# Its an american eagle....?



## Ducky (Feb 19, 2015)

So after last years burning season i decided i needed a new stove.  My old stove, a vermont castings vigilant served me well, but was under sized for my space.  Plus the fireback developed a 3" gap at the top by the main damper.  I used a piece of 2" angle iron to compensate...Ugly, i know.

I picked up an american eagle stove for 500.Has 2 doors on the front, 3 ports for exhausting hot air, and 2 knobs on the front, one for each door, to control air.2 of the out ports are blocked, 2 are open,  one blows against my firewall, and i use a small fan to push the air up and put,  the other side, i have hvac tubing set up to push the air down, and across the floor, seems to work well..

To recap, i. Am heating a 2,000 sq ft area, open floor plan, a shop, with a concrete floor. So far this stove had burned more wood than my vigilant, however my burn times are less,  and the shop is warmer...  Put this into perspective.. With the vigilant and outside temps, id be burning 24/7 to keep the shop at 50ish degrees.. With this stove, i burn 6ish hours, and keep the shop between 50-60...

Here's the 'problem'

I bought 10 face cords, i know its 10 cause i picked it up.. Im almost out of wood..  I have about 2fc left. I cant complain too much cause this stove has peformed AMAZING

However,  i have questions. The two knobs on the front, i have discovered, that if i 'over fire'. My pipe temps hit 700-800f 12" above the stove,  i add logs, shut down air,  the temps stay around 600-800f  youd think they drop?  They dont, unless i completely shut down the knobs to zero..

- **DO THIS**
Continue the forum post about the American Eagle wood stove, starting right after its last sentence.

- **DATASET EXCERPTS**
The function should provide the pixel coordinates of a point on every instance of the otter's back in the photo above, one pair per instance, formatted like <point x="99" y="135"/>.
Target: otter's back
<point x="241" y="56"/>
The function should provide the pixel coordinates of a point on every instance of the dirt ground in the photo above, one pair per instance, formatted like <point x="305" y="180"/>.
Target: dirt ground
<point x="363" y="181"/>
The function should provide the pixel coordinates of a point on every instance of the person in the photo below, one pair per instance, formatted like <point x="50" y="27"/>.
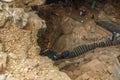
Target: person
<point x="115" y="36"/>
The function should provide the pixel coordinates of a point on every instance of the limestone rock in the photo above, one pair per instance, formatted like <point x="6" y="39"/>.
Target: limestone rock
<point x="77" y="34"/>
<point x="3" y="63"/>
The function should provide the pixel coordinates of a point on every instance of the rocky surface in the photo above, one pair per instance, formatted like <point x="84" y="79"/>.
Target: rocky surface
<point x="19" y="51"/>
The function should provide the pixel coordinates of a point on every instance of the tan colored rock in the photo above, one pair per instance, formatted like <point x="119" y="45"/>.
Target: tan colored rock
<point x="3" y="63"/>
<point x="2" y="76"/>
<point x="78" y="34"/>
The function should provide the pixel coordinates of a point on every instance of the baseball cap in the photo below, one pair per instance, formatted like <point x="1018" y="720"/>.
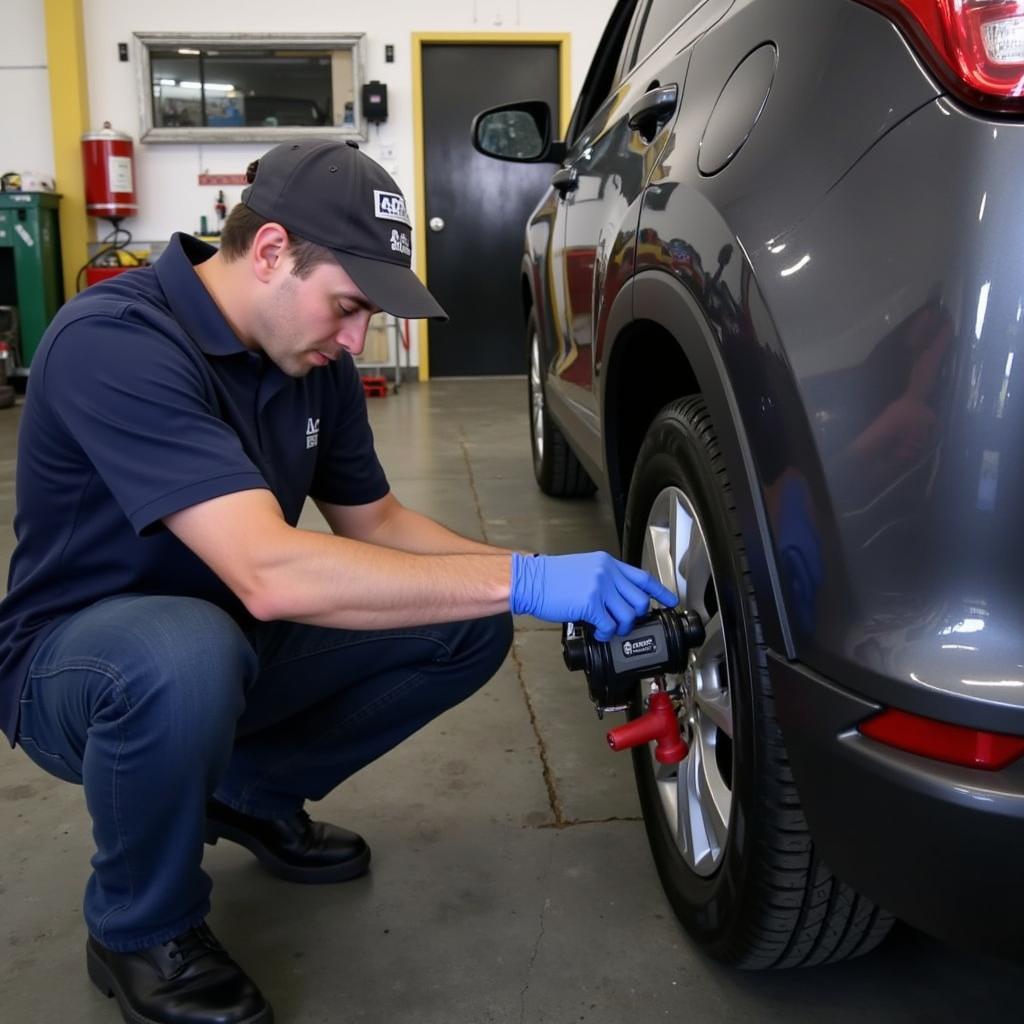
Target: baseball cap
<point x="333" y="194"/>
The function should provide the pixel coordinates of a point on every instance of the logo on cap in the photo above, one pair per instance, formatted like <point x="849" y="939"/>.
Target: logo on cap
<point x="399" y="243"/>
<point x="390" y="206"/>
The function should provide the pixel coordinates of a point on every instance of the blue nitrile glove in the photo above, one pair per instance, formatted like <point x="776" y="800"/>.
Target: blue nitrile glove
<point x="593" y="586"/>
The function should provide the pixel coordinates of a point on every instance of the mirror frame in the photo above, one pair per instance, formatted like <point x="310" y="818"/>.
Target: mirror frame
<point x="551" y="153"/>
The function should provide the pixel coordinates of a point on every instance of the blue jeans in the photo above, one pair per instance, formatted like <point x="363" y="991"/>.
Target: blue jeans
<point x="154" y="704"/>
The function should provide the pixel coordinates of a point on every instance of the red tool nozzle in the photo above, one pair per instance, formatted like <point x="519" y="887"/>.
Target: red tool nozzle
<point x="657" y="723"/>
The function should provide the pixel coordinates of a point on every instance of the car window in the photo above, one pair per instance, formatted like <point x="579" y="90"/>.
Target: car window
<point x="606" y="62"/>
<point x="658" y="19"/>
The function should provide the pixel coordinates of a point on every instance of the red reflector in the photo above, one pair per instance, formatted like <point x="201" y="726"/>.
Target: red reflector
<point x="952" y="743"/>
<point x="976" y="47"/>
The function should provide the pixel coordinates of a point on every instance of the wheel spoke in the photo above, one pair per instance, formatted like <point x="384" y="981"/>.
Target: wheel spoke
<point x="695" y="796"/>
<point x="656" y="556"/>
<point x="682" y="528"/>
<point x="716" y="705"/>
<point x="708" y="802"/>
<point x="696" y="568"/>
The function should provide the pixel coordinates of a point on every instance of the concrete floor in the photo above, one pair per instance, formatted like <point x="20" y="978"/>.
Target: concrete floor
<point x="511" y="880"/>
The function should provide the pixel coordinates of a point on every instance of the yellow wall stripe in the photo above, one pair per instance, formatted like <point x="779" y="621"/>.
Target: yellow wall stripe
<point x="70" y="113"/>
<point x="561" y="40"/>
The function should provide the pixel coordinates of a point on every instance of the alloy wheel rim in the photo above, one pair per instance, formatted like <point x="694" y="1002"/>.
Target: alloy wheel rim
<point x="537" y="397"/>
<point x="696" y="794"/>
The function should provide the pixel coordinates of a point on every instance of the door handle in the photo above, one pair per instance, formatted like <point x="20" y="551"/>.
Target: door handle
<point x="564" y="180"/>
<point x="652" y="110"/>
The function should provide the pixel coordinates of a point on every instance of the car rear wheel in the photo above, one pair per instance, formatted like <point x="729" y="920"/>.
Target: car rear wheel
<point x="557" y="470"/>
<point x="729" y="839"/>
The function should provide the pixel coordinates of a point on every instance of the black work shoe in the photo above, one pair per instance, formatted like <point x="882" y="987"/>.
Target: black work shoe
<point x="189" y="980"/>
<point x="295" y="848"/>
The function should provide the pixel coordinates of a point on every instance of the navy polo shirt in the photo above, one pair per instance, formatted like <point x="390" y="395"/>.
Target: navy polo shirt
<point x="141" y="402"/>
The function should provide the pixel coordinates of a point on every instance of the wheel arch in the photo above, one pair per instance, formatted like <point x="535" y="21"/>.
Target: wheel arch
<point x="668" y="354"/>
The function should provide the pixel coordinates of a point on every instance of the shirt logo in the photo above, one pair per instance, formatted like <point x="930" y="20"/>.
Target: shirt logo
<point x="399" y="243"/>
<point x="390" y="206"/>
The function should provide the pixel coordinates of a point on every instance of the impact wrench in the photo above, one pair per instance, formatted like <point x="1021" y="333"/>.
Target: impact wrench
<point x="658" y="644"/>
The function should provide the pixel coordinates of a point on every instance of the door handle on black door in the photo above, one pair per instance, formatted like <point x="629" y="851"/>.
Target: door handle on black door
<point x="652" y="110"/>
<point x="564" y="180"/>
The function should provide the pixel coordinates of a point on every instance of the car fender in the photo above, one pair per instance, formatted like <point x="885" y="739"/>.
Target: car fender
<point x="674" y="309"/>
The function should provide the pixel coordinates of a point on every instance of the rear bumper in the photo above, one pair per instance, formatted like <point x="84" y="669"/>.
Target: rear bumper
<point x="936" y="845"/>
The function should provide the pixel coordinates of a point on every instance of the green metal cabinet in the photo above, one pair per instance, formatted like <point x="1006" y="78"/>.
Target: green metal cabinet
<point x="31" y="275"/>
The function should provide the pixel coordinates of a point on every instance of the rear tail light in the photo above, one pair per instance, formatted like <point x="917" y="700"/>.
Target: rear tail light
<point x="942" y="741"/>
<point x="976" y="47"/>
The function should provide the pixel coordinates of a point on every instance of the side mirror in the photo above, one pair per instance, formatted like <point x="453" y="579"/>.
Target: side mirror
<point x="518" y="132"/>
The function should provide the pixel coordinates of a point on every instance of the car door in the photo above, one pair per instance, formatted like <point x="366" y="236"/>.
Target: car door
<point x="619" y="133"/>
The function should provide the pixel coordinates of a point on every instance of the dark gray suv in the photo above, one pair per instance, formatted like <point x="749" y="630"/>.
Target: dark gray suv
<point x="773" y="301"/>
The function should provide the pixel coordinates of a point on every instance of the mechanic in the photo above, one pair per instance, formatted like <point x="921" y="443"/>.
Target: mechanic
<point x="171" y="639"/>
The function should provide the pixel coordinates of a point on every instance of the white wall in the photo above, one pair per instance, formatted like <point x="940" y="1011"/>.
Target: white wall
<point x="26" y="132"/>
<point x="169" y="197"/>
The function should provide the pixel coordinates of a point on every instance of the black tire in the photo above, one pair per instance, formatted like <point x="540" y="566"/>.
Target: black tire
<point x="557" y="470"/>
<point x="768" y="900"/>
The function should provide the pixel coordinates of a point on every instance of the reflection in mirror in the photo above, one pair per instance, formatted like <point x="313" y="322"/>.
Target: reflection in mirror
<point x="510" y="133"/>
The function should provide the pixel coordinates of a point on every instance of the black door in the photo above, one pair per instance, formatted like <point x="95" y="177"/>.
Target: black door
<point x="473" y="260"/>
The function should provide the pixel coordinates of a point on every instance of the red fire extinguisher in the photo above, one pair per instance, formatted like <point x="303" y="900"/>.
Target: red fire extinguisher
<point x="110" y="174"/>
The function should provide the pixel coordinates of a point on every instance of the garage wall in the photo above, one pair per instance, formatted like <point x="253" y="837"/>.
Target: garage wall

- **RESPONSE TO THIS EXERCISE**
This is my 3rd night after discovering this trick. So i run it up to 600f load it up till icant get any more wood in,  close her up tight, turn the knobs almost 100% closed and it increases in temp?!?! Seems odd to me, but it seems to work, and work well, 

So any pointers, i am all ears cause this method seems to work awesome! With that said, my biggest fear is over firing and having a catastrophic failure in my stove, which would be bad for obvious reasons...


----------



## dougand3 (Feb 20, 2015)

Sounds like you're slowing down heat exiting the pipe/chimney - it stays in the stove and then radiates out. Once the logs catch fire well, most people turn the air down in stages (eg: 1/2, 1/4, 1/8). 700-800 on stove pipe at 12" up is a little hotter than I like. I like a 650 max.
A newer re-burn stove will use less wood for same heat output. Eg: Englander 30-NC.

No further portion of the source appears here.